● Source document:
--------------------

PORT JEFFERSON, N.Y. - With the beaming smiles of newlyweds, Paul Forziano and Hava Samuels hold hands, exchange adoring glances and complete each other's sentences. Their first wedding dance, he recalls, was to the song "Unchained ..." ''Melody," she chimes in.

They spend their days together in the performing arts education centre where they met. But every night, they must part ways. Forziano goes to his group home. His wife goes to hers.

The mentally disabled couple is not allowed to share a bedroom by the state-sanctioned nonprofits that run the group homes, a practice the newlyweds and their parents are now challenging in a federal civil rights lawsuit.

"We're very sad when we leave each other," Forziano says. "I want to live with my wife, because I love her."

The couple had been considering marriage for three years before tying the knot last month, and they contend in their lawsuit that they were refused permission from their respective group homes to live together as husband and wife. The couple's parents, also plaintiffs in the lawsuit, said they have been seeking a solution since 2010.

"It's not something we wanted to do, it's something we had to do," said Bonnie Samuels, the mother of the bride.

The lawsuit contends Forziano's facility refused because people requiring the services of a group home are by definition incapable of living as married people, and it says Samuels' home refused because it believes she doesn't have the mental capacity to consent to sex.

--------------------

[Collected data]
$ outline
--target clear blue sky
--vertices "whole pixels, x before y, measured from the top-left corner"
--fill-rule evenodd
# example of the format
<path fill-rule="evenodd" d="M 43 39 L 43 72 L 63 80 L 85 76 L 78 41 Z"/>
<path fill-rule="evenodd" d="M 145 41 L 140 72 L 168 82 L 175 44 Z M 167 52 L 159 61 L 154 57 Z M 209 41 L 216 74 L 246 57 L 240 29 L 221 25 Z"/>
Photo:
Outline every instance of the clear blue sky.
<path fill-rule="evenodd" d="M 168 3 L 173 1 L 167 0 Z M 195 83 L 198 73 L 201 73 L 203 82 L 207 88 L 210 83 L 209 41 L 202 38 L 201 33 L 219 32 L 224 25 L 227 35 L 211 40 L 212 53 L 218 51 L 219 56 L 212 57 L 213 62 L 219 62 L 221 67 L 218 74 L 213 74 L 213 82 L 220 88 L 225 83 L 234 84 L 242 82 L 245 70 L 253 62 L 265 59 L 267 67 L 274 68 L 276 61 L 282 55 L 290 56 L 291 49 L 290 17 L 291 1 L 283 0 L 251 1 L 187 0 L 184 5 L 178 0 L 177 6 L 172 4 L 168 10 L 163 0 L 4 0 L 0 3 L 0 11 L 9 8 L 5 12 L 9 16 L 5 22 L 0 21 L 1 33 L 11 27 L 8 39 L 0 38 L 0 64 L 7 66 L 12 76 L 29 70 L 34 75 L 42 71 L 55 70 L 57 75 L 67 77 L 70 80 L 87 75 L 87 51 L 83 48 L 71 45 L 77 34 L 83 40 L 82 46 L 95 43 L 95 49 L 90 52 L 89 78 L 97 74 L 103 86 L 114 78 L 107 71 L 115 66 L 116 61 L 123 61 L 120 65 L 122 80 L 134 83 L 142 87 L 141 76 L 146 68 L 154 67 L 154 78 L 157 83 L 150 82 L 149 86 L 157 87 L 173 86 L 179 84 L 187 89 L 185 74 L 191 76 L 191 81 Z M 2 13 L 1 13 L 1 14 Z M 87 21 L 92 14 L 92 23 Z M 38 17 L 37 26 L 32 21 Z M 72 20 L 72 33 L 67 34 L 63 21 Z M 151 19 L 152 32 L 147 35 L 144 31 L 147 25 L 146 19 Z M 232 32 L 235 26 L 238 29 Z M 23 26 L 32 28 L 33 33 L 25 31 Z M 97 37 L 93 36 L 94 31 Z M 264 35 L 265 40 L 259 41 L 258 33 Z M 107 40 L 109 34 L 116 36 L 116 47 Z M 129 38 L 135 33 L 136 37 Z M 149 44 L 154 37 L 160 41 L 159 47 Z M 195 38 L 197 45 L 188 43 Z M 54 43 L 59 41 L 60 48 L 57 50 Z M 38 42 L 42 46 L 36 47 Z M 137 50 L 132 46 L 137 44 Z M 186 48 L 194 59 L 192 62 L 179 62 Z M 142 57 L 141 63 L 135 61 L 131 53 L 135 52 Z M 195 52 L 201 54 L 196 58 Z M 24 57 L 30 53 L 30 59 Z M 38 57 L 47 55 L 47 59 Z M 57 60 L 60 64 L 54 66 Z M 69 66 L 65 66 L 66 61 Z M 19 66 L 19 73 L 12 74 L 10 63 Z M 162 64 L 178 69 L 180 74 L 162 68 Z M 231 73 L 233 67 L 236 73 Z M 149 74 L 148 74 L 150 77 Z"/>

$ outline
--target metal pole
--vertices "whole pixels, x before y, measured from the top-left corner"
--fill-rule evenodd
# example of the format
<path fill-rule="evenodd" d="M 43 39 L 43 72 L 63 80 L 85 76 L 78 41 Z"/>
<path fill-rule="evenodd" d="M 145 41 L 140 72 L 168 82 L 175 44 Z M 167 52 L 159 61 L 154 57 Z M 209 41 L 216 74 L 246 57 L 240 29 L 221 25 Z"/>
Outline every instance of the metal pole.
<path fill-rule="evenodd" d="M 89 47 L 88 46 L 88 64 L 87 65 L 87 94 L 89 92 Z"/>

--------------------

● Instructions:
1) Rewrite the paragraph of the article about the newlywed couple that begins "The couple had been considering marriage" as a short bulleted list, keeping its main facts.
2) Resume the article about the newlywed couple after its final sentence.

● Responses per task:
1)
- The couple considered marriage for three years and married last month.
- Their lawsuit says their group homes refused them permission to live together as husband and wife.
- Their parents are also plaintiffs and have been seeking a solution since 2010.

2)
Legal experts are watching the case closely as a test of the Americans With Disabilities Act, which says, in part, that "a public entity shall make reasonable modifications in policies, practices, or procedures ... to avoid discrimination on the basis of disability." The group homes are licensed as nonprofits by the state and receive Medicaid funding on behalf of their clients.

"This is a case that is moving into uncharted territory," says George Washington University law professor Jonathan Turley. "If a state licenses the couple to be married, they are afforded all of the protections and privileges of marriage. The most fundamental right is to be able to live together as a married couple."

The couple's attorney, Martin Coleman, says he has not come across any similar court cases. "What the group homes are saying is that for this class of people, you shouldn't be married. ... What point of intellectual disability is too low for someone to be married?"

Sara Gelser, an Oregon state legislator and member of the National Council on Disability board of directors, says Americans have increasingly come to recognize the rights of the disabled to choose to live their own lives, and marriage and sex is part of that.

She says the couple's sex life is nobody's business.

"No one has a right to tell an adult what they can do," Gelser says. "Sex is a healthy and full part of the human experience. I know it makes some people uncomfortable to think people with intellectual disabilities are engaging in sexual relations, but I don't understand that."

David Arntsen, attorney for the Independent Group Home Living program in Manorville, where Forziano lives, says that it doesn't have facilities for married residents and that there is no specific legal requirement forcing the home to house them. The program's residences have between three and 12 men and women; the home where Forziano lives is coed, according to his attorney.